**What needs to be done**. Your answer must consist of one number: how many lines in the records contain "item".

**Provided material**.

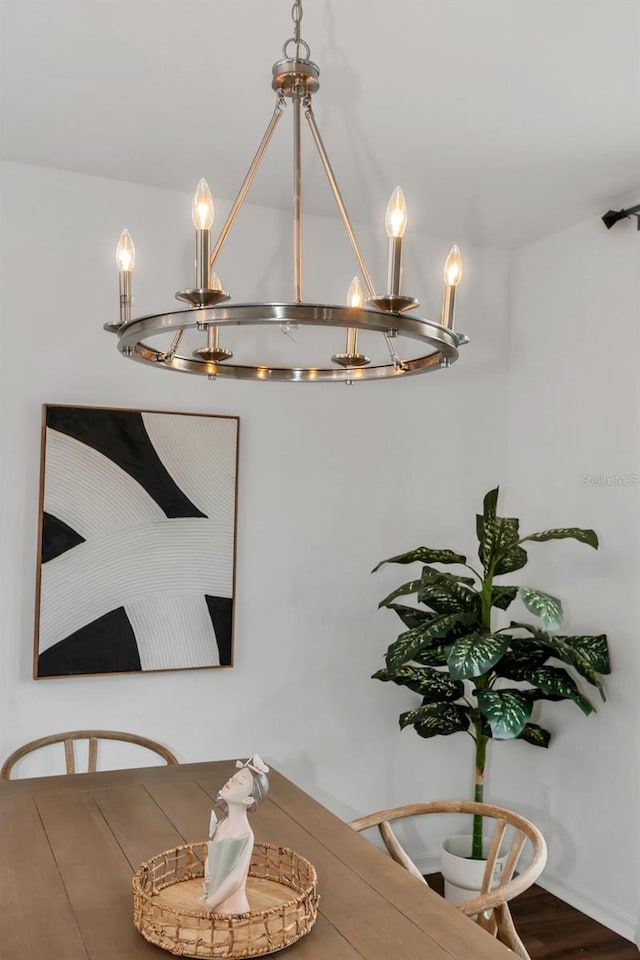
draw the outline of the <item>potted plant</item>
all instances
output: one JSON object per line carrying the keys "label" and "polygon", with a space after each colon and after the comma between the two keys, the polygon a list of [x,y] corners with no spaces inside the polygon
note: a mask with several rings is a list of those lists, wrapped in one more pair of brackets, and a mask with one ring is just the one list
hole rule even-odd
{"label": "potted plant", "polygon": [[[519,520],[498,516],[497,503],[496,487],[476,517],[481,568],[453,550],[417,547],[383,560],[372,571],[385,563],[422,564],[417,579],[403,583],[379,604],[393,610],[407,629],[390,645],[386,666],[373,678],[408,687],[422,697],[419,706],[400,714],[401,729],[412,726],[426,739],[458,732],[472,738],[477,801],[484,798],[492,740],[519,739],[548,747],[550,732],[531,720],[537,701],[573,700],[589,715],[594,707],[577,678],[594,686],[604,700],[601,675],[610,672],[605,634],[559,635],[562,606],[556,597],[496,582],[526,565],[525,543],[571,538],[597,549],[595,532],[561,527],[521,537]],[[452,572],[452,567],[464,572]],[[397,602],[410,596],[418,606]],[[536,622],[518,619],[497,627],[494,611],[508,610],[516,597]],[[465,856],[482,860],[481,817],[474,818]]]}

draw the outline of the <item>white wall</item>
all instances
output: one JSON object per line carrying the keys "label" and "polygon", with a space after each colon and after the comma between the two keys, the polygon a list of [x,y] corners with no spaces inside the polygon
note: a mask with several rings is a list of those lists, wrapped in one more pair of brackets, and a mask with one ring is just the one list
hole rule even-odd
{"label": "white wall", "polygon": [[[209,383],[126,362],[102,330],[116,316],[123,226],[136,243],[137,310],[168,308],[189,285],[190,204],[3,168],[0,754],[53,730],[113,727],[155,737],[182,761],[258,750],[345,817],[466,794],[471,742],[401,736],[407,694],[369,679],[401,629],[377,610],[398,571],[370,570],[424,540],[473,548],[476,506],[504,475],[506,256],[464,251],[458,315],[473,341],[447,372],[352,387]],[[455,239],[407,238],[407,287],[431,315]],[[383,230],[362,243],[381,277]],[[225,285],[242,299],[288,298],[289,250],[288,219],[246,209],[220,262]],[[341,302],[356,270],[339,224],[312,219],[307,252],[308,299]],[[32,680],[44,402],[240,416],[233,670]],[[483,433],[488,419],[495,429]]]}
{"label": "white wall", "polygon": [[544,704],[549,750],[499,745],[492,782],[496,801],[545,831],[543,886],[629,938],[640,881],[639,239],[635,221],[608,232],[594,218],[513,258],[506,513],[524,532],[593,527],[601,543],[531,544],[520,582],[563,599],[566,632],[606,632],[613,672],[595,715]]}
{"label": "white wall", "polygon": [[[549,751],[494,745],[488,793],[545,830],[543,883],[631,937],[638,488],[582,478],[640,474],[632,226],[607,233],[594,221],[518,251],[508,304],[509,257],[465,249],[458,316],[472,343],[446,373],[393,386],[235,384],[126,362],[102,331],[117,310],[123,226],[136,242],[140,312],[168,308],[190,282],[189,197],[6,164],[2,203],[0,755],[52,730],[115,727],[167,743],[182,761],[258,750],[345,818],[468,795],[471,741],[400,734],[411,694],[369,679],[401,629],[377,603],[402,582],[400,569],[369,571],[425,542],[475,551],[474,514],[500,483],[505,511],[525,529],[599,532],[597,553],[532,545],[524,574],[563,598],[568,629],[608,632],[614,672],[596,716],[544,705]],[[227,208],[218,203],[220,218]],[[234,295],[289,297],[289,231],[273,210],[243,211],[220,262]],[[382,230],[359,235],[382,277]],[[407,289],[427,315],[455,239],[408,238]],[[307,298],[340,302],[356,272],[340,226],[312,218],[306,249]],[[31,679],[45,402],[240,416],[233,670]]]}

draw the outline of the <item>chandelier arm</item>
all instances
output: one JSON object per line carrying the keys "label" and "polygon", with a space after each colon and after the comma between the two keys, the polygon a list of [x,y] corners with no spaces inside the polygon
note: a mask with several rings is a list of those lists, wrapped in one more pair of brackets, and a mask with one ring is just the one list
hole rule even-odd
{"label": "chandelier arm", "polygon": [[293,97],[293,274],[296,303],[302,303],[302,156],[300,145],[300,104],[302,91]]}
{"label": "chandelier arm", "polygon": [[383,336],[384,336],[385,342],[386,342],[386,344],[387,344],[387,350],[389,351],[389,356],[391,357],[391,362],[392,362],[393,366],[394,366],[396,369],[398,369],[398,370],[403,370],[403,369],[404,369],[404,363],[403,363],[402,360],[400,359],[400,357],[399,357],[399,355],[398,355],[398,351],[396,350],[396,348],[395,348],[395,346],[394,346],[393,338],[392,338],[388,333],[383,334]]}
{"label": "chandelier arm", "polygon": [[236,199],[233,201],[233,206],[231,207],[231,210],[229,211],[229,216],[227,217],[227,219],[226,219],[226,221],[225,221],[225,224],[224,224],[222,230],[220,231],[220,236],[218,237],[218,239],[217,239],[217,241],[216,241],[216,245],[215,245],[215,247],[213,248],[213,252],[212,252],[212,254],[211,254],[211,257],[209,258],[209,265],[210,265],[211,269],[213,269],[213,265],[214,265],[214,263],[216,262],[216,260],[217,260],[217,258],[218,258],[218,254],[219,254],[220,251],[222,250],[222,247],[224,246],[224,243],[225,243],[225,241],[226,241],[226,239],[227,239],[227,236],[229,235],[229,231],[231,230],[231,227],[232,227],[233,224],[235,223],[236,217],[238,216],[238,212],[239,212],[239,210],[240,210],[240,207],[241,207],[242,204],[244,203],[244,199],[245,199],[247,193],[249,192],[249,187],[251,186],[251,184],[252,184],[252,182],[253,182],[253,178],[255,177],[255,175],[256,175],[256,173],[257,173],[257,170],[258,170],[258,167],[260,166],[260,163],[261,163],[261,161],[262,161],[262,158],[263,158],[263,156],[264,156],[264,154],[265,154],[265,151],[266,151],[267,147],[269,146],[269,143],[270,143],[270,141],[271,141],[271,137],[273,136],[273,132],[274,132],[275,128],[278,126],[278,121],[280,120],[280,118],[281,118],[281,116],[282,116],[282,111],[284,110],[284,106],[285,106],[284,97],[281,96],[281,95],[279,95],[279,96],[278,96],[278,99],[277,99],[277,102],[276,102],[275,110],[273,111],[273,116],[271,117],[271,120],[269,121],[269,124],[268,124],[268,126],[267,126],[267,129],[265,130],[264,136],[263,136],[262,140],[260,141],[260,146],[258,147],[258,149],[257,149],[257,151],[256,151],[256,155],[255,155],[255,157],[253,158],[253,161],[252,161],[252,163],[251,163],[251,166],[249,167],[249,170],[248,170],[248,172],[247,172],[246,177],[244,178],[244,182],[243,182],[242,186],[240,187],[240,190],[238,191],[238,195],[237,195]]}
{"label": "chandelier arm", "polygon": [[365,286],[367,288],[367,292],[369,294],[369,297],[375,297],[376,292],[373,286],[373,280],[371,279],[371,274],[369,273],[367,269],[367,265],[364,262],[364,257],[360,252],[360,247],[358,246],[356,235],[353,231],[353,227],[351,226],[351,220],[349,219],[347,208],[344,205],[344,201],[340,193],[340,188],[338,187],[333,170],[331,169],[331,163],[329,161],[329,157],[327,156],[327,152],[324,148],[322,137],[320,136],[320,131],[318,130],[318,125],[316,123],[316,118],[313,113],[313,109],[311,107],[310,101],[308,101],[306,104],[305,117],[307,118],[307,121],[309,123],[309,127],[311,129],[311,135],[313,136],[313,141],[317,147],[318,153],[320,154],[320,159],[322,161],[322,166],[324,167],[324,172],[327,175],[327,180],[329,181],[331,192],[333,193],[334,199],[336,201],[336,205],[338,207],[338,211],[340,213],[340,216],[342,217],[342,223],[343,223],[344,229],[349,238],[349,242],[351,243],[351,247],[355,254],[356,260],[358,261],[358,266],[360,267],[360,270],[362,272],[362,279],[364,280]]}
{"label": "chandelier arm", "polygon": [[180,330],[176,330],[175,335],[169,344],[169,349],[164,355],[165,360],[173,360],[176,350],[180,346],[182,338],[184,337],[184,327],[181,327]]}

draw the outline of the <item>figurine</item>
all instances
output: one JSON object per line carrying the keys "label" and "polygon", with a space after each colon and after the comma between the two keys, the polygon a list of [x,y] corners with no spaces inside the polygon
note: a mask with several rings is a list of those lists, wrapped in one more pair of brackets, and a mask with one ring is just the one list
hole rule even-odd
{"label": "figurine", "polygon": [[269,767],[257,753],[239,769],[218,793],[217,806],[223,818],[211,811],[207,859],[204,865],[204,897],[210,913],[247,913],[246,884],[253,853],[253,831],[247,813],[264,800],[269,789]]}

**Solution to this exercise**. 4